+++ READING TEXT
Published: Mon 25 Jul 2016 04:09 PM
FOR IMMEDIATE RELEASE
25 July 2016
Students tell the tertiary sector to respond to industry trends
On Saturday 23 July, Jacinta Gulasekharam, Academic Vice President from Victoria University of Wellington Students’ Association (VUWSA) outlined why students desire an equitable approach to education at Voices from Tertiary Education, a two-day symposium organised by the Tertiary Education Union.
Gulasekharam summarised key findings from a recent consultation with Victoria University of Wellington (VUW) students, in which students gave feedback on how innovation could be integrated into tertiary education.
The main findings from Gulasekharam’s consultation was that Victoria students valued diversity, but felt that increasing the number of international students to meet budgetary targets was blurring the purpose of delivering higher education.
‘Tertiary institutions have enrolment and degree completion targets. However, what we found through our student consultation was that tertiary institutions were increasing their international enrolments to reach targets; but this was putting pressure on the overall quality of services and resourcing for services crucial to the student experience,’ says Gulasekharam, VUWSA’s Academic Vice President.
Additional findings from Gulasekharam’s student consultation found that students felt more emphasis should be made on increasing soft skills, and ensuring that industry was included in informing the tertiary sector’s curriculum.
++++++
SET EXERCISE 1:
List every organization named in the press release on student views of tertiary education.
SET EXERCISE 2:
Identify each line of the records that contains the word "black", and copy those lines in full.
The records have no connection to the press release.
+++ SUPPLIED RECORDS
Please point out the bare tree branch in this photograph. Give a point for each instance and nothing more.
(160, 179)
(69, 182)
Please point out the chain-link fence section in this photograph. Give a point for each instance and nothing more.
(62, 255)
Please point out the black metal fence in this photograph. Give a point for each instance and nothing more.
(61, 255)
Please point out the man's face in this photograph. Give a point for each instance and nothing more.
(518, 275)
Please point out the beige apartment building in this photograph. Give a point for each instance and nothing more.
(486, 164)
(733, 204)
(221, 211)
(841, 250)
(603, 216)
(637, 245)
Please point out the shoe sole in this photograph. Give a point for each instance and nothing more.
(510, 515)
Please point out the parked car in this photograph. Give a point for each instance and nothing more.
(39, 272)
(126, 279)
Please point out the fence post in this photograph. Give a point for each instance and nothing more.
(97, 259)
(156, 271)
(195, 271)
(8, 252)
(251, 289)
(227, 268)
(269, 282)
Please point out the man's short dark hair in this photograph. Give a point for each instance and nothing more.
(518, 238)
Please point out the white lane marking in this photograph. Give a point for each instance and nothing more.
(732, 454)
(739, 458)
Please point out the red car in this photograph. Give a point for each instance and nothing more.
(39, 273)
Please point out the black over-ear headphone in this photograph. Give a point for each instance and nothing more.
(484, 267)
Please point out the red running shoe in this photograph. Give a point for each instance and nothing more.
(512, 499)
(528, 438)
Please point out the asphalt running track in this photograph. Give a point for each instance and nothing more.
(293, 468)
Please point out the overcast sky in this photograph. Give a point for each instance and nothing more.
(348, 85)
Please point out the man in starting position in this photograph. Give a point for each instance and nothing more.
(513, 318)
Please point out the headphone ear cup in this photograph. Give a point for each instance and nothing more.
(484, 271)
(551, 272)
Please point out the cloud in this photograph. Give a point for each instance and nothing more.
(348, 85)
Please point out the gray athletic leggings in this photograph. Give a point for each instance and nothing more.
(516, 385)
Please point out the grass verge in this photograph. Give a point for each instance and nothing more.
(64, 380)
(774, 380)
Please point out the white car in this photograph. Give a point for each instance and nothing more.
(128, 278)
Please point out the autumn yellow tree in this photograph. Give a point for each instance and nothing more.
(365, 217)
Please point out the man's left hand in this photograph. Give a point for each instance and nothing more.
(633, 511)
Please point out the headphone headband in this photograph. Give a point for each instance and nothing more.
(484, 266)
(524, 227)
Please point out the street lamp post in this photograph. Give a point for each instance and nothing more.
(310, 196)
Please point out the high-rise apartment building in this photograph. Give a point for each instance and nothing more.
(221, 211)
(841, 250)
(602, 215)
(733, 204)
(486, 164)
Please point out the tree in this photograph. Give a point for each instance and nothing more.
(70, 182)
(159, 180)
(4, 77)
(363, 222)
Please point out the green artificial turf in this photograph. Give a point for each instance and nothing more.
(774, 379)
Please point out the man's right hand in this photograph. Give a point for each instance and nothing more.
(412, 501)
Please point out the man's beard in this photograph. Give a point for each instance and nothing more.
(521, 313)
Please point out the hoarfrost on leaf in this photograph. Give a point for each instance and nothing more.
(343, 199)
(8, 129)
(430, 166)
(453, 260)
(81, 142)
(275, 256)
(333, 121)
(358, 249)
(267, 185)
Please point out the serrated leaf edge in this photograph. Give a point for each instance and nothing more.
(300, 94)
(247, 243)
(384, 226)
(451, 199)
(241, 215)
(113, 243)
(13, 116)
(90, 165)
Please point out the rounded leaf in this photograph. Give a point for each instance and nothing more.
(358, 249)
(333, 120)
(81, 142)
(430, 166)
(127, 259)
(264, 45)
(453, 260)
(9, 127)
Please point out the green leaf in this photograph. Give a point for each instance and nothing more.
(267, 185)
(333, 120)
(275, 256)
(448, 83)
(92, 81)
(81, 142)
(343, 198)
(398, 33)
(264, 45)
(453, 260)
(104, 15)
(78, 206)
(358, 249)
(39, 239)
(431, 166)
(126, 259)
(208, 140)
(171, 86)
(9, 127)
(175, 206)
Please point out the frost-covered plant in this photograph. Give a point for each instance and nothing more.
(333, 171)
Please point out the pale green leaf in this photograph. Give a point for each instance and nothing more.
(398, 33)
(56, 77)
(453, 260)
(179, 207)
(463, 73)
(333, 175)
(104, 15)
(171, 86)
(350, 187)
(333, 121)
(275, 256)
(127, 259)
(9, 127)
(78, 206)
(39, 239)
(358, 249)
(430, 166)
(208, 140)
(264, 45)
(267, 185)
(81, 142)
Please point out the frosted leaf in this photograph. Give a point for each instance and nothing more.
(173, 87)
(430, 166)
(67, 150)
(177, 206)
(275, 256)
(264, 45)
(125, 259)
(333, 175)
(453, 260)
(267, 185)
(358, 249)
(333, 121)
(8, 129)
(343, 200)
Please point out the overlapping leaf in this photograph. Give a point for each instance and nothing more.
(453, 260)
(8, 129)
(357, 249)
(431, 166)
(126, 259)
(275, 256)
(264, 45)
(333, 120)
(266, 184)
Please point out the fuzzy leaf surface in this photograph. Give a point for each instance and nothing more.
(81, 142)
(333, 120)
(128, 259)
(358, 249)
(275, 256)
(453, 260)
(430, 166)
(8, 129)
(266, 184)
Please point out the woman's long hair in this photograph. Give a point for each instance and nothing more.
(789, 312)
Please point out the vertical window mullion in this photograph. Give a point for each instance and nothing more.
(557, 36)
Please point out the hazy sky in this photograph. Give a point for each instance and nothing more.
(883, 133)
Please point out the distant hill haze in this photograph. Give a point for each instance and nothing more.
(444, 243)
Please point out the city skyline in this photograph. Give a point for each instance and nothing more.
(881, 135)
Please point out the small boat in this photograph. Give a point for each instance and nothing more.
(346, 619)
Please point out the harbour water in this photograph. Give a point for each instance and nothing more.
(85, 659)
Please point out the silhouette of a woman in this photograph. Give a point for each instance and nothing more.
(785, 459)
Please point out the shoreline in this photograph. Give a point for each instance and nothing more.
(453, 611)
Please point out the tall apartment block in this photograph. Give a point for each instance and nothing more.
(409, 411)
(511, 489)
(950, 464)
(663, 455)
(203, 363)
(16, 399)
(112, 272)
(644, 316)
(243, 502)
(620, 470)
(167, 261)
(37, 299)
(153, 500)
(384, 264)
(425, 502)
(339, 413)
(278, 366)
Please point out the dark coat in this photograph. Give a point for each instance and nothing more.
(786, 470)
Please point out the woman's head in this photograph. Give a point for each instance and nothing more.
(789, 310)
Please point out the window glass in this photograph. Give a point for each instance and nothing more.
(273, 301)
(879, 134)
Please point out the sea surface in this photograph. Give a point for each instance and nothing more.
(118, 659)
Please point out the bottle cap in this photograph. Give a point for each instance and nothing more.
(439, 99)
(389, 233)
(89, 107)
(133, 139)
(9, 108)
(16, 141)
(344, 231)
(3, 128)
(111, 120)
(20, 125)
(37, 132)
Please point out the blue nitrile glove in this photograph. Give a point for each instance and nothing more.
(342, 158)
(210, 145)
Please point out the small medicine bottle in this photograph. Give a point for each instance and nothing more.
++++++
TASK RESPONSE 1:
- Victoria University of Wellington Students’ Association (VUWSA)
- Tertiary Education Union
- Victoria University of Wellington (VUW)

TASK RESPONSE 2:
Please point out the black metal fence in this photograph. Give a point for each instance and nothing more.
Please point out the black over-ear headphone in this photograph. Give a point for each instance and nothing more.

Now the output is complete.